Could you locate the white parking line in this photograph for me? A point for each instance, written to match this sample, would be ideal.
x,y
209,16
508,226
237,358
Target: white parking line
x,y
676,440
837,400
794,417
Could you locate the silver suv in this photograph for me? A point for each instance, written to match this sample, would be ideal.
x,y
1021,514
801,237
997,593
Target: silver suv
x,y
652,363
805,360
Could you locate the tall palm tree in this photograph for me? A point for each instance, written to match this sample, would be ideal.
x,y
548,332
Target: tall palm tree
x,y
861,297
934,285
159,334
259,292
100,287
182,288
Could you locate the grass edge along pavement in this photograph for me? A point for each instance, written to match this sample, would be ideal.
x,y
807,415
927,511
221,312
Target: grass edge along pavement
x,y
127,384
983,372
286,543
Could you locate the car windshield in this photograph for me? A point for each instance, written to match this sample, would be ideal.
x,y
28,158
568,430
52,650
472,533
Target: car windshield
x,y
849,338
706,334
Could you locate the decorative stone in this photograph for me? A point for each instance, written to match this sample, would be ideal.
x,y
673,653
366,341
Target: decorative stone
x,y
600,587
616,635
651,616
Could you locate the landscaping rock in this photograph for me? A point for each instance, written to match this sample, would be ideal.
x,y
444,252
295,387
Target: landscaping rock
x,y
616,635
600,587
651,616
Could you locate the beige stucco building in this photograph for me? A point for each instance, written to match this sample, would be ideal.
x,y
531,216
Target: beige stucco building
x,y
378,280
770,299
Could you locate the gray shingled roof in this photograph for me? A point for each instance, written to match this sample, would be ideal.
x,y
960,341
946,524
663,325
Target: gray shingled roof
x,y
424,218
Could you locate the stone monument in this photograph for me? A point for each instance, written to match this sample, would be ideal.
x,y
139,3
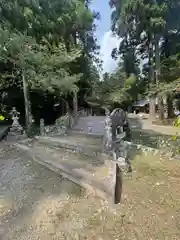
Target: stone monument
x,y
115,147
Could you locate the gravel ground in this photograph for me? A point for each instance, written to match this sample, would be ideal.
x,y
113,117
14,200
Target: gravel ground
x,y
37,204
33,200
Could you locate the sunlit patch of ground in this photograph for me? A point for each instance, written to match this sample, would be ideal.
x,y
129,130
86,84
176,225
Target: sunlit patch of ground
x,y
48,207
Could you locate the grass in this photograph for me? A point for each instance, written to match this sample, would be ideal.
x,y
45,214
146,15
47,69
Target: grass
x,y
150,208
153,139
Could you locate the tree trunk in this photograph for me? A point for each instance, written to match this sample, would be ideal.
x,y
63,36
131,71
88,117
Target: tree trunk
x,y
27,104
75,103
161,108
170,112
152,105
157,76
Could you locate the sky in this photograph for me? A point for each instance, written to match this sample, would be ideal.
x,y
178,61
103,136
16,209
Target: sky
§ §
Request: The records above should be reproduced exactly, with no pictures included.

Output of the task:
Could you locate the white parking line in this photograph for me? A point for each instance, written to match this sample, would be ideal.
x,y
209,16
508,226
237,358
Target: white parking line
x,y
676,440
837,400
794,417
Could you locate the silver suv in this photograph for me? A point for each instance, written to match this sample, would be ideal.
x,y
1021,514
801,237
997,593
Target: silver suv
x,y
652,363
805,360
Could you locate the tall palm tree in this photograph for me? A point for each instance, written to match this sample, would be ideal.
x,y
548,332
Target: tall palm tree
x,y
861,297
934,285
159,334
259,292
100,287
182,288
Could you locate the grass edge along pavement in this photograph for me? A point for each instance, written to match this sample, would be ideal.
x,y
807,415
927,511
221,312
Target: grass edge along pavement
x,y
127,384
983,372
286,543
Could you locate the car windshield in this photograph for me? A point for each instance, written to match this sample, would be ideal.
x,y
28,158
568,430
52,650
472,533
Target: car windshield
x,y
849,338
706,334
Could you locate the decorative stone in this photograph for me? A point for each instance, written to match this sample, would be ideal.
x,y
673,653
366,341
Target: decorative stone
x,y
600,587
616,635
651,616
Could you locate the landscaping rock in this photograph for me? A point for each instance, written to match this sample, would be ideal.
x,y
444,252
295,387
Target: landscaping rock
x,y
616,635
600,587
651,616
Could you locate the beige stucco building in this photograph for me? A point for each instance, written to match this sample, would be ideal.
x,y
531,216
Target: beige stucco building
x,y
378,280
770,299
Could you locate the gray shingled roof in this photograph for me? A point for each instance, written to match this sample, would be ideal.
x,y
960,341
946,524
663,325
Target: gray shingled roof
x,y
424,218
Could you locate the stone monument in this photograph for me? A point for each instance, written to match this sample, would be ideal.
x,y
139,3
Target: stone monument
x,y
115,147
Could you locate the gravel ground in this photograph for me? A point for each instance, written to match this sample, would be ideal.
x,y
113,117
14,200
Target: gravel ground
x,y
37,204
33,200
Could you locate the sunlit patch of ground in this photograph for me? A point for each instance, written to match this sample, would be ideal.
x,y
129,130
86,84
176,225
Target: sunlit patch of ground
x,y
48,207
Could you locate the grass in this photograph for me? A point for each instance, written to match this sample, would be ideal.
x,y
45,214
146,15
47,69
Target: grass
x,y
150,208
153,139
Could you locate the tree trunk in this photograph for me? A point for each instance, written to match this sample, would be ideal.
x,y
63,36
131,71
88,117
Target: tree trunk
x,y
27,104
75,103
161,108
170,112
152,105
157,76
Could you locate the sky in this photograph for me? A point for each instance, written to match this sample, would be ideal.
x,y
178,61
103,136
16,209
Target: sky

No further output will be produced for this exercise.